- **Quoted text**
The Karawari river valley in Papua New Guinea is not, from a business perspective, an obvious place to build a cell tower. The remote region is home to a fractured community of 16 villages and tribal groups that include approximately 15,000 people. It’s difficult to access, even harder to build in, and situated about a 160 kilometers from any kind of electrical grid. There is no modern sanitation. There are no health services to speak of, nor are there any banks. The majority of food and building materials are extracted from the land, and almost all hard cash is brought in by young men returning from work in downriver towns. Nevertheless, in 2014, Digicel, a maverick telecom company headquartered in Jamaica, decided to break ground on a tower in Karawari.
Nobody had any illusions that the tower would generate much revenue, if any at all. Yet to Digicel, the project served a different purpose: It was part of a corporate mission to put some of the world’s last disconnected cultures on the digital map. Nearly a decade on, even as the company’s unorthodox strategy has led to its collapse in various international markets, Digicel is hanging on to Papua New Guinea as a rare instance of success.
The company arrived in Papua New Guinea in 2007, following a decision from the National Executive Committee (effectively the country’s cabinet) to open up the market in mobile phone services. By then, Digicel had over two million customers across 16 Caribbean countries and had started expanding into the Pacific islands. Papua New Guinea, meanwhile, had previously been covered only by the state-run networks Telikom PNG and its subsidiary Bmobile. “Covered,” however, is something of an overstatement. Before 2007, less than 3% of the island’s population of 6.6 million had access to a fixed network or mobile phones, and even then only in urban centers. This was partly because of corruption and mismanagement — at one point, Telikom PNG went through six managing directors in 11 months — but also because of logistical challenges. Papua New Guinea has an average annual income of less than $2,500 per person and a largely rural population, and its civil infrastructure currently ranks 155th on the Human Development Index.
And then there’s its geography. Situated in the Western Pacific, just north of tropical Australia and south of thousands of kilometers of open ocean, Papua New Guinea occupies the eastern half of New Guinea, the world’s second-largest island, as well as a vast archipelago of more than 600 islets and islands. It encompasses a mind-boggling array of cultures and languages: around 1,000 different tongues — one-eighth of the world’s total — are spoken there. This is mostly the result of its gauntlet landscape: mountain valleys, sheer limestone cliffs, and endless rainforest swamp. “Think of building a network in a country the size of France with hundreds of islands, no roads, and cerebral malaria,” Digicel’s Irish CEO Denis O’Brien once told The Washington Post. Or as Simon Lardner, chief technical officer of Challenge Networks, the firm Digicel contracted to build its towers in Papua New Guinea, explained in terms more pertinent to network engineers, “PNG is hilly and full of trees.”

Excerpt from a dataset
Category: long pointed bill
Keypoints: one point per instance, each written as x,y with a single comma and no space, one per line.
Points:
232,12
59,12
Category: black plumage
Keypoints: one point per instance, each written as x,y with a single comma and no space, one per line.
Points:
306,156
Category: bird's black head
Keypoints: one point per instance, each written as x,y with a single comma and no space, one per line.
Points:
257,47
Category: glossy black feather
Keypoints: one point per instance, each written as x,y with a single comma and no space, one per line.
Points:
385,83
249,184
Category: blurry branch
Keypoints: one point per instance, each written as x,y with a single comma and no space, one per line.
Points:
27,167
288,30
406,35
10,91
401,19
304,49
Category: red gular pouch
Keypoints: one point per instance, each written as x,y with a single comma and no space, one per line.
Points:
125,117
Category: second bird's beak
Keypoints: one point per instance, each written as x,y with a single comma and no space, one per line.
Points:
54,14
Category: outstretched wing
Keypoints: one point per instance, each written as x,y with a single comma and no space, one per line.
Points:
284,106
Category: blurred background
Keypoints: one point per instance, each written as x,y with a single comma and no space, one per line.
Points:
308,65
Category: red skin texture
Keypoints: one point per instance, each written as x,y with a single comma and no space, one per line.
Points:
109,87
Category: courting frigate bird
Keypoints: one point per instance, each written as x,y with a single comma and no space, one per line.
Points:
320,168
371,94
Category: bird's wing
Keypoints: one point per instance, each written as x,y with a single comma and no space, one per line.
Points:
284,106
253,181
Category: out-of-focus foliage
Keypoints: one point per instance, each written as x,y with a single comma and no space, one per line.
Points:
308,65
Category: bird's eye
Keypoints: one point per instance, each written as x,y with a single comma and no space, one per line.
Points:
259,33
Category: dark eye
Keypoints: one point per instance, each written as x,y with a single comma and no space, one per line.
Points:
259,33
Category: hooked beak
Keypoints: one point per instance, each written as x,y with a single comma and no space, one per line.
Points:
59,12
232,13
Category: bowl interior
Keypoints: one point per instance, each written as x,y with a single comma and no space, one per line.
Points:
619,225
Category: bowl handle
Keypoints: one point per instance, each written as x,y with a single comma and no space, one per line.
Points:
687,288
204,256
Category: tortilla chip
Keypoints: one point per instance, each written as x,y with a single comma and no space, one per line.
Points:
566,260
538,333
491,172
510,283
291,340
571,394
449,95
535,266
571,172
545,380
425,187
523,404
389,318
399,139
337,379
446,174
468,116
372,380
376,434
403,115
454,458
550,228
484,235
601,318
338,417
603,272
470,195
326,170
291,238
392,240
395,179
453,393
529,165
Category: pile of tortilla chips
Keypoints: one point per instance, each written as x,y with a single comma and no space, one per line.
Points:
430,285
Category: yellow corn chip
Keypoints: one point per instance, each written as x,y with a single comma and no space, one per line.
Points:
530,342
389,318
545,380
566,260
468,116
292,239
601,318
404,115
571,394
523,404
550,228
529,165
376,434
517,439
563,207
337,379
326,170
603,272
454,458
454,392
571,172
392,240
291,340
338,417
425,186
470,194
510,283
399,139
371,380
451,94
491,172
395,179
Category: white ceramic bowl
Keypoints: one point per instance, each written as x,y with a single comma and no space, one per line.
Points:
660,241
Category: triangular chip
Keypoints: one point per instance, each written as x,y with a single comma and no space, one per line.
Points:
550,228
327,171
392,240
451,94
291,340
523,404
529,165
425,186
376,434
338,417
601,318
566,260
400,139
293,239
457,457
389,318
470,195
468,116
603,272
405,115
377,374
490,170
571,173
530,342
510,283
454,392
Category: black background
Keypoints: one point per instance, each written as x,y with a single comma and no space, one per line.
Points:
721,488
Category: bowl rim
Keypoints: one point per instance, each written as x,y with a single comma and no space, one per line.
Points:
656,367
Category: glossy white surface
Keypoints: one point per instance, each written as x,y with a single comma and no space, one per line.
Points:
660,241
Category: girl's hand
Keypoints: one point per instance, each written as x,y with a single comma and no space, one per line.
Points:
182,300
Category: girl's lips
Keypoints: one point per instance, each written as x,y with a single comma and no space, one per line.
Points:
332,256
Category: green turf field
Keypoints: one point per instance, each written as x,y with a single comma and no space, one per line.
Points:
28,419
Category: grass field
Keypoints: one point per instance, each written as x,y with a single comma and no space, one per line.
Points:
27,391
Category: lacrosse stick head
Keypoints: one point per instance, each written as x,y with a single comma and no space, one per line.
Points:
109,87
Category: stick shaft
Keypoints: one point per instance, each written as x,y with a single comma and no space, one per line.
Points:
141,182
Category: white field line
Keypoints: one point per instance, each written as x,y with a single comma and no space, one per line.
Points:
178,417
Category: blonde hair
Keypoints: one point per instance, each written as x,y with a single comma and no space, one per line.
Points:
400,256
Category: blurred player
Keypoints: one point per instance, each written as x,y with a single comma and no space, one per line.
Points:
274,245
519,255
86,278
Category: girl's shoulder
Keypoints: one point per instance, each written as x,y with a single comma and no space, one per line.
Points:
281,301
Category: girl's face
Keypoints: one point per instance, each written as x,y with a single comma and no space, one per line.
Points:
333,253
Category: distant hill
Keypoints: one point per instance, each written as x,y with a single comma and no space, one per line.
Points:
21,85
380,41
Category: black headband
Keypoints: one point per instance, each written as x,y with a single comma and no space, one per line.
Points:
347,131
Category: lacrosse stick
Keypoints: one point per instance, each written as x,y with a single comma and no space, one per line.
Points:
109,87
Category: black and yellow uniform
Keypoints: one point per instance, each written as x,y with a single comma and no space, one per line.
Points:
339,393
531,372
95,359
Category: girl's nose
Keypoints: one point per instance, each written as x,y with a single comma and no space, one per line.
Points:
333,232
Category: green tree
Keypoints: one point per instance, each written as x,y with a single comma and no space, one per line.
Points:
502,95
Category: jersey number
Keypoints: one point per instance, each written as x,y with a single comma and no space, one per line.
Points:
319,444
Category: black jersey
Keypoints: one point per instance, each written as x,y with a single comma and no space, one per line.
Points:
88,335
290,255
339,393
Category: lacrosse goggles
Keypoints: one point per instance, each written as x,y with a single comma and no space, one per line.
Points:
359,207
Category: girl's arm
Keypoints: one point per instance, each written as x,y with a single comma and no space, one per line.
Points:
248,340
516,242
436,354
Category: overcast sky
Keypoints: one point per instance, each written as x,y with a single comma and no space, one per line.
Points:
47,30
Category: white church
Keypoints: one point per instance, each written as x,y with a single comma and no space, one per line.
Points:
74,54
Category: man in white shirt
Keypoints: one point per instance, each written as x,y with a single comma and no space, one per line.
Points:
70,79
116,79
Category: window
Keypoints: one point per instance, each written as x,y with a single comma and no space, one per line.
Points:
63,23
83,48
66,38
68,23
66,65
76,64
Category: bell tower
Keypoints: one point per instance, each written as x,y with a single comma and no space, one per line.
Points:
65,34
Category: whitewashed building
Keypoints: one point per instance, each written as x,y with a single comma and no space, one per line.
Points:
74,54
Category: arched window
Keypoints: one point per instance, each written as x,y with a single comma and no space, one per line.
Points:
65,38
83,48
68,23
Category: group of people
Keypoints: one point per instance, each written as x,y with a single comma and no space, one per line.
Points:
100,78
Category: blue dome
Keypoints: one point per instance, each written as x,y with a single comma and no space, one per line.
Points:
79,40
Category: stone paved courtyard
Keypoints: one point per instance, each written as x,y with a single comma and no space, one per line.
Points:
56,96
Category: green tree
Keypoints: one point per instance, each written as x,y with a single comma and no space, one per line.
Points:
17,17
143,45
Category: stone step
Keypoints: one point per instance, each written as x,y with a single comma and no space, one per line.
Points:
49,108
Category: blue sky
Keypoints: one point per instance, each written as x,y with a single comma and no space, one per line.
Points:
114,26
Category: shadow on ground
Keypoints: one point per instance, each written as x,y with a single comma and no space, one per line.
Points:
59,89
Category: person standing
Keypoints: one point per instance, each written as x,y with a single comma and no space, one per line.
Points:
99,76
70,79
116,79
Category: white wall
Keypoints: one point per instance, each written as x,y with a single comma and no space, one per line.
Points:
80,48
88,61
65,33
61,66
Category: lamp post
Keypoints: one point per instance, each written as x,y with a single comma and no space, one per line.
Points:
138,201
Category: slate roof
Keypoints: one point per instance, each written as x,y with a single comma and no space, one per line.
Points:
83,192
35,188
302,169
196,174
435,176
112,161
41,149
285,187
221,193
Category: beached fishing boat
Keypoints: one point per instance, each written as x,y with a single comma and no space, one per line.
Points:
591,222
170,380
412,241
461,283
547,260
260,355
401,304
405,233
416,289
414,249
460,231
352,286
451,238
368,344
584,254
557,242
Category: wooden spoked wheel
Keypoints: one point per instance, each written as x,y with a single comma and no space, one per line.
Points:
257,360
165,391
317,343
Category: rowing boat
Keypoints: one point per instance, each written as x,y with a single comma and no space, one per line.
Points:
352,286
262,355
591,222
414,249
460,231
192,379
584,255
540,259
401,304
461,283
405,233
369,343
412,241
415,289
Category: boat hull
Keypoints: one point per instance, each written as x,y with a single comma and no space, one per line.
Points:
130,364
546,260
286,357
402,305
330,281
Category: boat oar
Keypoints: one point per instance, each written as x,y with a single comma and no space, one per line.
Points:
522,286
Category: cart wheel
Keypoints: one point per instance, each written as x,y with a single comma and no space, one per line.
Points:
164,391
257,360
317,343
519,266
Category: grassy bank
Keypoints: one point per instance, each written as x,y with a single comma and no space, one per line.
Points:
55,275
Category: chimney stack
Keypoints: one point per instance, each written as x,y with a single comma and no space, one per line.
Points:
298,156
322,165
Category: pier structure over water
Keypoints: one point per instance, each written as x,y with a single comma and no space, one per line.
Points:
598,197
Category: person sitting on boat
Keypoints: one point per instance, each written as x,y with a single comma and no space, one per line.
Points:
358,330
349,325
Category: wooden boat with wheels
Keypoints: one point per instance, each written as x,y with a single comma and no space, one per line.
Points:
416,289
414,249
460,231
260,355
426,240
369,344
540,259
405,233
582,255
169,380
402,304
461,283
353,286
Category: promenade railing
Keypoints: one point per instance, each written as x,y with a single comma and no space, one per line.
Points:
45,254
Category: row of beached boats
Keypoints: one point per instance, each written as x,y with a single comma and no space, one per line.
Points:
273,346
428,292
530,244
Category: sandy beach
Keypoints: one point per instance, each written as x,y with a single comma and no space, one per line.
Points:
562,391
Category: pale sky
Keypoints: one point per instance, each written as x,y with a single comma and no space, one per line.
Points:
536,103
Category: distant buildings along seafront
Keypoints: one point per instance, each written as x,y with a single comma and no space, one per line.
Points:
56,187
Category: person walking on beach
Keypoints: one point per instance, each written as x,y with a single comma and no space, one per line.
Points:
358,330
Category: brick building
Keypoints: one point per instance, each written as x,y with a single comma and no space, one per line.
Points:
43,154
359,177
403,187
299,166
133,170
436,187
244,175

- **Given exercise A**
Reproduce, word for word, the portion of the article on Digicel in Papua New Guinea that begins with the words containing "The Karawari river" and ends with "tower in Karawari.".
- **Given exercise B**
Transcribe the section of the listing that starts at the line containing "Category: chimney stack" and continues through the end of the listing, reproducing each line exactly.

- **Correct answer A**
The Karawari river valley in Papua New Guinea is not, from a business perspective, an obvious place to build a cell tower. The remote region is home to a fractured community of 16 villages and tribal groups that include approximately 15,000 people. It’s difficult to access, even harder to build in, and situated about a 160 kilometers from any kind of electrical grid. There is no modern sanitation. There are no health services to speak of, nor are there any banks. The majority of food and building materials are extracted from the land, and almost all hard cash is brought in by young men returning from work in downriver towns. Nevertheless, in 2014, Digicel, a maverick telecom company headquartered in Jamaica, decided to break ground on a tower in Karawari.

- **Correct answer B**
Category: chimney stack
Keypoints: one point per instance, each written as x,y with a single comma and no space, one per line.
Points:
298,156
322,165
Category: pier structure over water
Keypoints: one point per instance, each written as x,y with a single comma and no space, one per line.
Points:
598,197
Category: person sitting on boat
Keypoints: one point per instance, each written as x,y with a single comma and no space, one per line.
Points:
358,330
349,325
Category: wooden boat with wheels
Keypoints: one point per instance, each written as x,y with a single comma and no space, one per line.
Points:
416,289
414,249
460,231
260,355
426,240
369,344
540,259
405,233
582,255
169,380
402,304
461,283
353,286
Category: promenade railing
Keypoints: one point per instance, each written as x,y with a single comma and no space, one per line.
Points:
45,254
Category: row of beached boats
Keypoints: one point per instance, each written as x,y with a single comma and no space, one per line.
Points:
273,346
428,292
530,244
Category: sandy beach
Keypoints: one point per instance, each written as x,y with a single comma and no space, one per line.
Points:
562,391
Category: pale sky
Keypoints: one point per instance, each written as x,y with a single comma and no space, one per line.
Points:
536,103
Category: distant buildings along seafront
Keypoints: one point per instance, each written as x,y with a single comma and no space, one per line.
Points:
56,187
Category: person walking on beach
Keypoints: one point per instance, each written as x,y with a single comma and no space, one per line.
Points:
358,330
Category: brick building
Keypoints: one point per instance, each written as x,y with a single comma and no space, one per line.
Points:
43,154
359,177
403,187
299,166
133,170
436,187
244,175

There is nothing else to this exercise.